Assignment: Nothing outside the range below should be printed. Output exactly the lines from the line with "target | flower arrangement" to the line with "such as <point>303,93</point>", both included.

[Natural-language object grounding data]
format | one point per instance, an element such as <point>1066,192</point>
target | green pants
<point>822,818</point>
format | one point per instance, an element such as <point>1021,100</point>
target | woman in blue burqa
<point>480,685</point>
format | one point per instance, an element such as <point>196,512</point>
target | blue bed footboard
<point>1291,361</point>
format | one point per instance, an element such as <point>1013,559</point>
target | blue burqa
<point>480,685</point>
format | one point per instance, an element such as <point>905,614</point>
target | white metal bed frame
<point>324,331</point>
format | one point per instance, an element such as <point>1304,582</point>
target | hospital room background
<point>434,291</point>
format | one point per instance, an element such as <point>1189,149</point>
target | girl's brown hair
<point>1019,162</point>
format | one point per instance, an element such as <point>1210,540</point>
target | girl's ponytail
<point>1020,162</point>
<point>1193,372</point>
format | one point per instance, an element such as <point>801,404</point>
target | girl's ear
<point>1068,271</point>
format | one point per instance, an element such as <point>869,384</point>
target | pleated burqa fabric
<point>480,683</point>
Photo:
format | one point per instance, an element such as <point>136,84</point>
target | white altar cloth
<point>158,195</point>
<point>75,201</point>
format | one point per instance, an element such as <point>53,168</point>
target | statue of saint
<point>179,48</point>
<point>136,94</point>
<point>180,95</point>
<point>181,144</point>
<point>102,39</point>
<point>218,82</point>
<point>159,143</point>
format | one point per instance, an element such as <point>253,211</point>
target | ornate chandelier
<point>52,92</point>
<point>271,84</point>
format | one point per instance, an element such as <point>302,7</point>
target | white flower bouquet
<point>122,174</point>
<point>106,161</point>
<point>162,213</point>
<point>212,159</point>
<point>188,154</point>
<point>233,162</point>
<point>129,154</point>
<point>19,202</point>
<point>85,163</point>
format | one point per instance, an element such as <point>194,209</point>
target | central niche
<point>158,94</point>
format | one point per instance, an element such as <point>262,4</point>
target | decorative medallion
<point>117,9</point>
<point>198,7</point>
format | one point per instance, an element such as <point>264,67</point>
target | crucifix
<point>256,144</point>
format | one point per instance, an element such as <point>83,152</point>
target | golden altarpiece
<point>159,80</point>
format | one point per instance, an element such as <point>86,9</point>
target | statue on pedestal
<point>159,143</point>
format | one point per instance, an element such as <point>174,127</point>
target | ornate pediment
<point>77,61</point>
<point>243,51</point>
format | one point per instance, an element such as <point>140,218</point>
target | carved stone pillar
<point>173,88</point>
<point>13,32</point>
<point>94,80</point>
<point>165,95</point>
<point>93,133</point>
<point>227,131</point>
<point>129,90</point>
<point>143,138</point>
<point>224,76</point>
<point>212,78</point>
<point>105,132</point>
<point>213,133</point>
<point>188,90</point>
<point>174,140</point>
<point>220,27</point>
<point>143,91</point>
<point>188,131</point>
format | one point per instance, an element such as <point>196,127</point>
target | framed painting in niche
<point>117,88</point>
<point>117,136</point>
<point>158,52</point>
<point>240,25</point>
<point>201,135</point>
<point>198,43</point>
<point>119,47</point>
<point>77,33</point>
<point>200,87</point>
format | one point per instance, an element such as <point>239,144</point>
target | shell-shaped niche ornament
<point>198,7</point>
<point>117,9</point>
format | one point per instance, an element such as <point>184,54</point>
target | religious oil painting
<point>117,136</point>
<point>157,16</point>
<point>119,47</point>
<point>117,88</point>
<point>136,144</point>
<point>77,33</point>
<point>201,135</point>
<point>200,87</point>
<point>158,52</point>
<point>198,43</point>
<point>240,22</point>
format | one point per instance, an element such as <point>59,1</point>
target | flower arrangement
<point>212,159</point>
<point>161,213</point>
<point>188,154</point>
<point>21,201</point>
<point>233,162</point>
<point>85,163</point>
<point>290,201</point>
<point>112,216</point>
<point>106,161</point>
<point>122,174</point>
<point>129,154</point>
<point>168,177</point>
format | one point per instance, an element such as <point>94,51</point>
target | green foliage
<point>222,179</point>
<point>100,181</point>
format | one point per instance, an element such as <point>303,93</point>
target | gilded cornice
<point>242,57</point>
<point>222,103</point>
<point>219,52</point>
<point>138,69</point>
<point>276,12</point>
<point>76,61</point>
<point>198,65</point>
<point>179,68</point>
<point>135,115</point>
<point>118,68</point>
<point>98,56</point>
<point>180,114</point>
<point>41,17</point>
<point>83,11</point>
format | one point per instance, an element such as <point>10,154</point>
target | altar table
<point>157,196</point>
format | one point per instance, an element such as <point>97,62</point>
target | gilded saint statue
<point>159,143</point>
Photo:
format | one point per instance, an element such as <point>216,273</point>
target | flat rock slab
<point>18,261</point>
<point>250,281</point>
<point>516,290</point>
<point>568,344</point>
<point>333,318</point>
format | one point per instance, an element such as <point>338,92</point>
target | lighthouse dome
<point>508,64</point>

Written answer:
target | flower arrangement
<point>212,159</point>
<point>161,213</point>
<point>188,154</point>
<point>21,201</point>
<point>233,162</point>
<point>85,163</point>
<point>290,201</point>
<point>112,216</point>
<point>106,161</point>
<point>122,174</point>
<point>129,154</point>
<point>168,177</point>
format | one point per instance, an element such as <point>94,51</point>
target | green foliage
<point>222,179</point>
<point>100,181</point>
format | one point per instance, an element such as <point>303,93</point>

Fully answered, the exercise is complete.